Written exercise: Replace "curly dark hair" with "wavy black hair" throughout the rows below and change nothing else. Leave the pictures out of your answer.

Picture annotation rows:
************
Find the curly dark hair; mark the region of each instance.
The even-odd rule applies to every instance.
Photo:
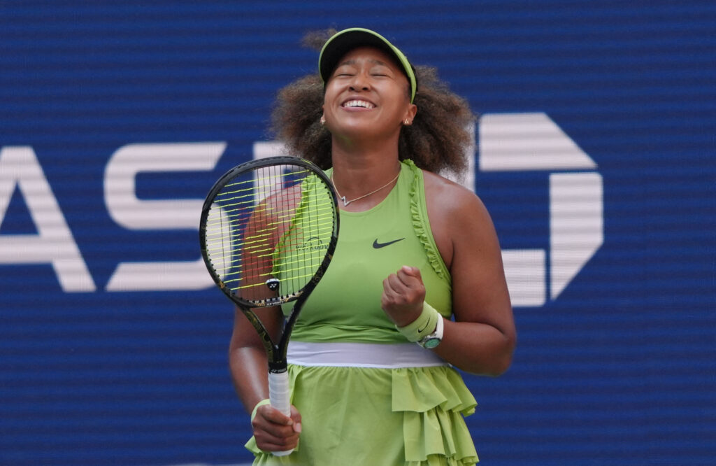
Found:
[[[320,49],[334,30],[307,34],[304,44]],[[467,148],[473,144],[470,128],[476,117],[464,98],[452,92],[431,67],[415,67],[419,82],[414,103],[417,113],[403,126],[398,142],[400,160],[434,173],[459,175],[467,166]],[[320,123],[324,85],[320,75],[304,76],[279,90],[271,114],[271,130],[291,153],[323,169],[332,166],[331,133]]]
************
Response to the exercise:
Find the wavy black hair; mark the region of each instance.
The even-odd rule applies to every instance.
Photo:
Found:
[[[320,49],[334,30],[307,34],[304,44]],[[467,148],[473,144],[470,128],[476,117],[464,98],[452,92],[431,67],[415,67],[419,82],[414,103],[417,113],[403,126],[398,142],[400,160],[434,173],[459,175],[467,166]],[[320,123],[324,85],[320,75],[304,76],[279,90],[271,114],[271,130],[291,153],[323,169],[332,166],[331,133]]]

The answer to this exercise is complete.